- [Task objective]: Please identify each line in the records below that contains the word "tree", and copy every such line.
## START Data listing
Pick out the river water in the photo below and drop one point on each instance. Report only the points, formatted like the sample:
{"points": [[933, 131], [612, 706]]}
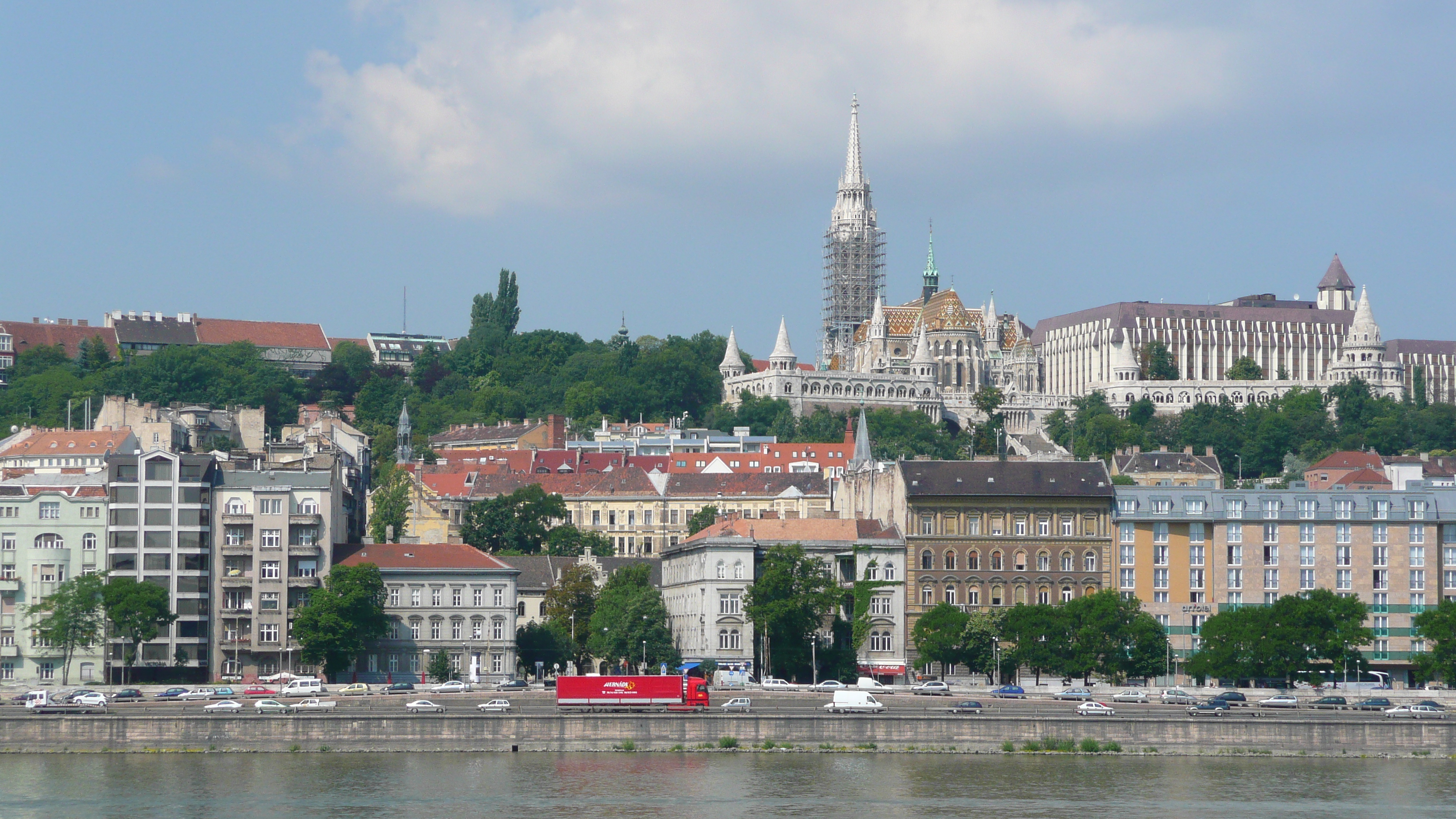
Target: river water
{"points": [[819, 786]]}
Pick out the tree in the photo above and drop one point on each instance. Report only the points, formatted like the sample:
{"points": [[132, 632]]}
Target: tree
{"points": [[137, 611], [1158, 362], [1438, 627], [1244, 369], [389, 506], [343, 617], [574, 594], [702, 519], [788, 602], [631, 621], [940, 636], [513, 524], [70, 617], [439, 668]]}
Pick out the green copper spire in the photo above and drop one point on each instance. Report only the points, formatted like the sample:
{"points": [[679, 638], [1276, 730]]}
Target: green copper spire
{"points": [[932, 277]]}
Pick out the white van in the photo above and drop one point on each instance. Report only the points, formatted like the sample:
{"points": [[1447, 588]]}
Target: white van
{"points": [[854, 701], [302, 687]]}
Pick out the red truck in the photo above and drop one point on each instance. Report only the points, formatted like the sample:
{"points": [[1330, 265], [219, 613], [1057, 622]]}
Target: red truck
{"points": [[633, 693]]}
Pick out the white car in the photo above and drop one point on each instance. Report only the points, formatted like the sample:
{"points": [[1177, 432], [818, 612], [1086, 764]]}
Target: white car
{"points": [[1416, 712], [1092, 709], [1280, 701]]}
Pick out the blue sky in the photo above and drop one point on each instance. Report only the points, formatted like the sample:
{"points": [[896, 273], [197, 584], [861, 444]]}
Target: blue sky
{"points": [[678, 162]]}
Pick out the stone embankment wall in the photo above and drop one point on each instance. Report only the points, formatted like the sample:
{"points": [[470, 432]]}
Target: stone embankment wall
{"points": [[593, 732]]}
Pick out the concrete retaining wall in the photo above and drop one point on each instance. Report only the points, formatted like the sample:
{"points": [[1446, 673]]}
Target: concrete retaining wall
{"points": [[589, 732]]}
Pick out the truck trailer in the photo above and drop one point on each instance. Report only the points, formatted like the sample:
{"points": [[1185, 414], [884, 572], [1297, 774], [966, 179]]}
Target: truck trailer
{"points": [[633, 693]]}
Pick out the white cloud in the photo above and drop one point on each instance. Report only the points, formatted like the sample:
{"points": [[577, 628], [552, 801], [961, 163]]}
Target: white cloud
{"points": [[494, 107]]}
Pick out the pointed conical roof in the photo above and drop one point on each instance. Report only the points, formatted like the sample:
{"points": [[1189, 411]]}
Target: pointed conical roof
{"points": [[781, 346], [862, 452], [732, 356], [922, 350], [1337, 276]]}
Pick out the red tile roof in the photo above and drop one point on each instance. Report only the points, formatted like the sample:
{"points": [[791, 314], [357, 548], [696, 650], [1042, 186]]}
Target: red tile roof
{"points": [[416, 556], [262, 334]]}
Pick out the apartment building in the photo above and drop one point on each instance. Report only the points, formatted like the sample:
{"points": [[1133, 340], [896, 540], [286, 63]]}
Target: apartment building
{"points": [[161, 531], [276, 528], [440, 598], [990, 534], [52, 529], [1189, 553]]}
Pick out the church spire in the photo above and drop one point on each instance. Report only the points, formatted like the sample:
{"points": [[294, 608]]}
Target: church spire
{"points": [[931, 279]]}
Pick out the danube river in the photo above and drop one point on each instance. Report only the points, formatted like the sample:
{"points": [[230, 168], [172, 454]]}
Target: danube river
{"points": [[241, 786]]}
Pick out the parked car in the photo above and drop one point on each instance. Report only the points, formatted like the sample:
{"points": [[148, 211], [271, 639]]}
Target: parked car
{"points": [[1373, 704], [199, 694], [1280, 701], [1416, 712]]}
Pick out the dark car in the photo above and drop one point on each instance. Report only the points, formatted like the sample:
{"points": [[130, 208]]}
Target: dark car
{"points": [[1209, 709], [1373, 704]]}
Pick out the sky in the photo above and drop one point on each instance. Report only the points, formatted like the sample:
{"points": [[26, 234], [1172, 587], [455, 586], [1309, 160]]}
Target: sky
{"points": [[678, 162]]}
## END Data listing
## START Data listing
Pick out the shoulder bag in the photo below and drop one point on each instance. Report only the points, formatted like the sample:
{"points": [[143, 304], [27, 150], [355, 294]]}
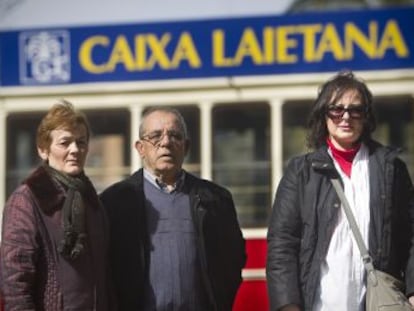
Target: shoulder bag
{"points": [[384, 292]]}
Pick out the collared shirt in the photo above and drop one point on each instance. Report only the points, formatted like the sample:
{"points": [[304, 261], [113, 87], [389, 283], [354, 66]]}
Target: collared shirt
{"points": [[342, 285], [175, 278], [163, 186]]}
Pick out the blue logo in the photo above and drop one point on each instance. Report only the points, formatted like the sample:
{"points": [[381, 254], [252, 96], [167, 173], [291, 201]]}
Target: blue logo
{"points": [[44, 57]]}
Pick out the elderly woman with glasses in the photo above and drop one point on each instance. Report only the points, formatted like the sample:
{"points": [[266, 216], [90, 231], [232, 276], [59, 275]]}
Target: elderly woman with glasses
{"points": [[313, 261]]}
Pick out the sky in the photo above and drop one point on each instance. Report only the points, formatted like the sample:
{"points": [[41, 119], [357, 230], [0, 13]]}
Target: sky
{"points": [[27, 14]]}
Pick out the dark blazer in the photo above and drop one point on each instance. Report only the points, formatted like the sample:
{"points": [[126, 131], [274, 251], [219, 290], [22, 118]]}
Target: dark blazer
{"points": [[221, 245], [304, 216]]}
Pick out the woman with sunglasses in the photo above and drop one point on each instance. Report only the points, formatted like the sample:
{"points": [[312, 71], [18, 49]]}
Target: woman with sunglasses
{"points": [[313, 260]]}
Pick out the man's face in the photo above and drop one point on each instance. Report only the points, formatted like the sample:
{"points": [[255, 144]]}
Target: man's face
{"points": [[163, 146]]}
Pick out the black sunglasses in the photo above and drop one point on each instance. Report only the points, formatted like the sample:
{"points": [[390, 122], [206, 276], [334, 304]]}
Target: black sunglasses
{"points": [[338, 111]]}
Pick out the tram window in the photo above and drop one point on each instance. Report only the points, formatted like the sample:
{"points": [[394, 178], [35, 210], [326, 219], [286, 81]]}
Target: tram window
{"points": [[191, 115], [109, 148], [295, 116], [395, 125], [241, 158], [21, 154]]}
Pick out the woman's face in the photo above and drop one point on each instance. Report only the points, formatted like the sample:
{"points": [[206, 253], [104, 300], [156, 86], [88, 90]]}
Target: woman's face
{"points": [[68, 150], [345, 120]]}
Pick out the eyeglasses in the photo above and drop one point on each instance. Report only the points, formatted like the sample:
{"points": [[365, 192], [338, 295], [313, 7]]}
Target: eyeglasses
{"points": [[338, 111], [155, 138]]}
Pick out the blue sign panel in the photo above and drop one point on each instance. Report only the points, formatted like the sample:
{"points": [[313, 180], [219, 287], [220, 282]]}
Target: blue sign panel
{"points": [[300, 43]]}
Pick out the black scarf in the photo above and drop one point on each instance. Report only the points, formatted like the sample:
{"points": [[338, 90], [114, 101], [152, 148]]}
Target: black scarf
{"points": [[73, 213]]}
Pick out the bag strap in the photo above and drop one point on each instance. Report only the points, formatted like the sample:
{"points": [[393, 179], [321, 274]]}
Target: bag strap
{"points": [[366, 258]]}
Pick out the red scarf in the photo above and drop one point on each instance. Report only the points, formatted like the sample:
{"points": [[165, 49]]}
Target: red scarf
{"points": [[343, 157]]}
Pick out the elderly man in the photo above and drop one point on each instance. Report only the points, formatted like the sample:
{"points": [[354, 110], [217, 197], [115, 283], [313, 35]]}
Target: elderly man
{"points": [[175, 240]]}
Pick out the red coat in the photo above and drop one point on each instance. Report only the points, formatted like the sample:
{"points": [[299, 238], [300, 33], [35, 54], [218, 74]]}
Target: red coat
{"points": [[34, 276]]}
## END Data listing
- [Worked solution]:
Pick out the tree in the photo above and drop one point on each instance. Report only the points, formatted like the sample:
Target: tree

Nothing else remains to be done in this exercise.